Aim of the task
Repeat every one of the rows below word for word, changing nothing.

Raw data
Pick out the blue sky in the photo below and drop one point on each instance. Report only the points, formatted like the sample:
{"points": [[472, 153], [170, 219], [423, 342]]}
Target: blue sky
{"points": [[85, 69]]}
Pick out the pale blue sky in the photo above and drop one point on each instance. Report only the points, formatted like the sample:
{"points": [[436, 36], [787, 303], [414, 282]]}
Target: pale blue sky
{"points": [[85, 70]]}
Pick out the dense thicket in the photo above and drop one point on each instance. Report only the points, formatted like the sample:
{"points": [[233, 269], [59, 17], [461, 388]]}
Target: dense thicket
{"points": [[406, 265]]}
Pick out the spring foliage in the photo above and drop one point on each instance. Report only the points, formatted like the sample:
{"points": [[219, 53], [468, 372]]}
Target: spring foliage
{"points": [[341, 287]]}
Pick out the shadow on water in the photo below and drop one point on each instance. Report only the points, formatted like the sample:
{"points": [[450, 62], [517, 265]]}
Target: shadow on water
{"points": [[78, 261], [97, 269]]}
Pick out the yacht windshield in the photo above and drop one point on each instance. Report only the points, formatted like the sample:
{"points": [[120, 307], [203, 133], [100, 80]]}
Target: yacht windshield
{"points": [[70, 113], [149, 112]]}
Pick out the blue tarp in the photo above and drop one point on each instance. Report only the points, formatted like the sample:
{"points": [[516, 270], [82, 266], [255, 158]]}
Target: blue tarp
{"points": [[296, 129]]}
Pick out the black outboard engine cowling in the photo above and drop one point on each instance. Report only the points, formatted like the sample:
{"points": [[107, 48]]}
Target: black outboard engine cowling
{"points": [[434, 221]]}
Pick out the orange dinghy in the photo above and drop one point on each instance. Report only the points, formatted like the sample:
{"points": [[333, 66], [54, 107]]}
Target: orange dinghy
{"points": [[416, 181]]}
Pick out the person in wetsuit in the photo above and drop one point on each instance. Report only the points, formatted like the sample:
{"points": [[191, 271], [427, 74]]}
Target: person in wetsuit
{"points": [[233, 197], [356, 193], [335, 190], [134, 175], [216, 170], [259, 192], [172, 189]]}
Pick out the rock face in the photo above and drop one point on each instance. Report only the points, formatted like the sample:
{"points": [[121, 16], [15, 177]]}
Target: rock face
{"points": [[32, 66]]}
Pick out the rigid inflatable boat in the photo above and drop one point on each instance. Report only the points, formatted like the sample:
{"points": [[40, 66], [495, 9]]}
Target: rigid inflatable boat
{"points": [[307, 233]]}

Answer to this task
Pick out the blue sky in the photo below and drop one point on each instance. Report only the points, formatted like the sample:
{"points": [[472, 153], [170, 219], [423, 342]]}
Target: blue sky
{"points": [[85, 69]]}
Pick out the pale blue sky in the photo above and drop one point on each instance. Report only the points, formatted like the sample:
{"points": [[436, 36], [787, 303], [414, 282]]}
Target: pale blue sky
{"points": [[85, 70]]}
Pick out the dense thicket in the photo above and drop one point on each instance. Report only the points, formatted like the sample:
{"points": [[233, 269], [59, 17], [461, 388]]}
Target: dense thicket
{"points": [[406, 265]]}
Pick out the spring foliage in the photo above and drop one point on each instance. Report only the points, formatted like the sample:
{"points": [[219, 53], [468, 372]]}
Target: spring foliage
{"points": [[341, 287]]}
Pick out the shadow on water in the photo below and drop one point on each instance. Report only the points, formatted like the sample:
{"points": [[450, 62], [517, 265]]}
Target: shadow on water
{"points": [[78, 261], [97, 269]]}
Pick out the yacht windshield in the photo above and drop one point on each instance. Report only the points, formatted like the sample:
{"points": [[120, 307], [203, 133], [100, 80]]}
Target: yacht windshield
{"points": [[70, 113], [149, 112]]}
Pick out the blue tarp in the photo above and drop one point on each instance. Report only the points, formatted like the sample:
{"points": [[516, 270], [82, 266], [255, 158]]}
Target: blue tarp
{"points": [[296, 129]]}
Pick out the black outboard engine cowling in the photo above and drop one point on each instance. Report only the points, formatted like the sample:
{"points": [[107, 48]]}
Target: black outboard engine cowling
{"points": [[434, 221]]}
Pick out the orange dinghy in the photo above and drop one point on each instance. Report only the points, formatted like the sample:
{"points": [[333, 66], [54, 107]]}
Target: orange dinghy
{"points": [[416, 181]]}
Pick out the person in wetsuit in the photo above and drop one point on each instance. Report only the points, formatted like the sample:
{"points": [[191, 271], [427, 74]]}
Target: person in wetsuit
{"points": [[233, 197], [356, 193], [335, 190], [134, 175], [216, 170], [259, 192], [172, 189]]}
Pick out the rock face in the photo above and drop one point on each instance. Report only the points, formatted like the sample:
{"points": [[121, 16], [15, 177]]}
Target: rock face
{"points": [[32, 66]]}
Pick out the rigid inflatable boat in the photo above and drop one point on each instance. Report only the points, formatted like the sample:
{"points": [[40, 66], [495, 9]]}
Target: rigid inflatable boat
{"points": [[307, 233]]}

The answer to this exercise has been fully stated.